▶ **Problem set**
**1)** Which people are named in the mountain descent passage?
**2)** Can you continue the mountain descent passage from its final sentence?

▶ **Text passage**
——

They made one more attempt on the summit, and reached the base of the final dome; but there another storm assailed them, and, after waiting an hour, they went back. There was now a real risk of being caught with insufficient food in a blizzard which would destroy life, and they made haste down the mountain. They had spent seven days above 15,000 feet, six days above 16,000 feet, and four days above 16,650 feet.

As they descended their health improved, and at last they came off the glacier on to the moraine, and lay down on the bare earth. It was the first time for thirty days that they had lain on anything but snow and ice. They slept like logs till the afternoon, and when they awoke a warm wind was blowing up the pass, carrying with it the smell of grass and flowers. "Never can I forget," says Mr. Belmore Browne, "the flood of emotions that swept over me. Professor Parker and La Voy were equally affected by this first smell of the lowlands, and we were wet-eyed and chattered like children as we prepared our packs for the last stage of our journey."

——

Records from a collection:
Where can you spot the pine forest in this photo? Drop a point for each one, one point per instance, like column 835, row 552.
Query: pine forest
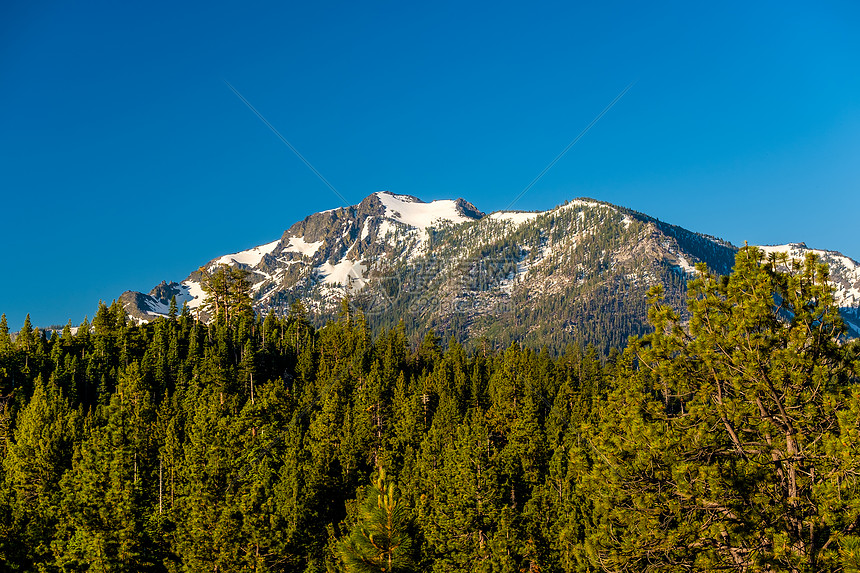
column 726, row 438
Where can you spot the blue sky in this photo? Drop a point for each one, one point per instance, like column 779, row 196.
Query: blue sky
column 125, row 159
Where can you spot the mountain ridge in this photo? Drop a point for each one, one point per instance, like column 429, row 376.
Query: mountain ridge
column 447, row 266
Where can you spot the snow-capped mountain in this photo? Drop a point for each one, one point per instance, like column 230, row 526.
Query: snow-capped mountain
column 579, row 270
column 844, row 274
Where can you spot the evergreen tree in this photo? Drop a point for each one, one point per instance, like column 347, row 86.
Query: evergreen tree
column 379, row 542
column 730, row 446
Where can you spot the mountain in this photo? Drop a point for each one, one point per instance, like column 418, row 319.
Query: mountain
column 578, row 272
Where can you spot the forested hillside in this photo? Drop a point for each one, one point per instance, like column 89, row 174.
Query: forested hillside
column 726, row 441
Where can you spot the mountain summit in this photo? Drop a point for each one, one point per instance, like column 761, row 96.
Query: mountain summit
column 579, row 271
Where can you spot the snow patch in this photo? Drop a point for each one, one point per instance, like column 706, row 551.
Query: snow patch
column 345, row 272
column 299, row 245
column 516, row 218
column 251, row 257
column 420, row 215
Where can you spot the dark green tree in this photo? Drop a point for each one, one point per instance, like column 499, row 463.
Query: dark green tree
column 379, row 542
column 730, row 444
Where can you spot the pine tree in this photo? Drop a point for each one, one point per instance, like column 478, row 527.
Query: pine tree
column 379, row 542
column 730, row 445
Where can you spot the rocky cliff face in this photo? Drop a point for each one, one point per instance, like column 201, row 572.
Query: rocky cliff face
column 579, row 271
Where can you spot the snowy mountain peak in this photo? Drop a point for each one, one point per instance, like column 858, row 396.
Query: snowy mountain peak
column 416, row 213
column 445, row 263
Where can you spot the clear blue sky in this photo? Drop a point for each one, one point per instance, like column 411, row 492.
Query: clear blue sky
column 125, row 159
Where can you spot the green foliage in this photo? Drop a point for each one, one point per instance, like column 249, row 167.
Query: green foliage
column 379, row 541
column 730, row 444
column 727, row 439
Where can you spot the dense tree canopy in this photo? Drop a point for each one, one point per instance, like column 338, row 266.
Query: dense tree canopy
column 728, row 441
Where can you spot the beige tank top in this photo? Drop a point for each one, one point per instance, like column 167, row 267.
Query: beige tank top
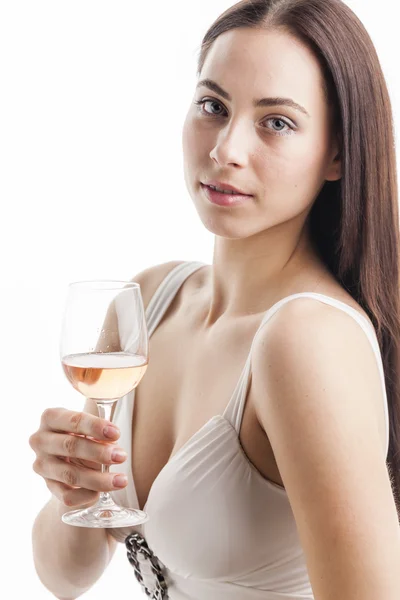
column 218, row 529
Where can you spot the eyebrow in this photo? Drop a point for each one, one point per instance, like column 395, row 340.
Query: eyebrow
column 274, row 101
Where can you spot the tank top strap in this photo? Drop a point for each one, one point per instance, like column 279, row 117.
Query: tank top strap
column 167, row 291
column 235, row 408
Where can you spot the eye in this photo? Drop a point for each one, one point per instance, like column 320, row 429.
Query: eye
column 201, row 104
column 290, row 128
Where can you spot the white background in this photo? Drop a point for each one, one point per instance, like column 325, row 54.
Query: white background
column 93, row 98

——

▶ **Responses to the tasks**
**1)** Mr. Belmore Browne, Professor Parker, La Voy

**2)**
How dangerous was the climatic condition of the mountain may be judged from what happened on the evening of 6th July. From their camp in the foothills they saw the sky suddenly turn a sickly green. There came a deep rumbling from the Alaskan range, and as they looked the mountains melted into mist and the earth began to heave and roll. In front of them a boulder weighing 200 lbs. broke loose from the earth and moved. The surface of the hills seemed to open and the cracks to spout liquid mud. The whole range was wrapped in dust, and as it cleared they saw the peaks spouting avalanches. Had this earthquake overtaken them on the high ground all must have perished.

III

The story has always seemed to me one of the boldest and most patient adventures in the history of mountaineering. Slowly the travellers fought their way to the discovery of the only practical route. Mount McKinley was conquered, though they had failed to cover the hundred or so feet which would have given them the actual summit. They had blazed the path to the top and solved its mysteries. Only that maleficent blizzard at the last moment robbed them of the full fruit of six years' pioneering.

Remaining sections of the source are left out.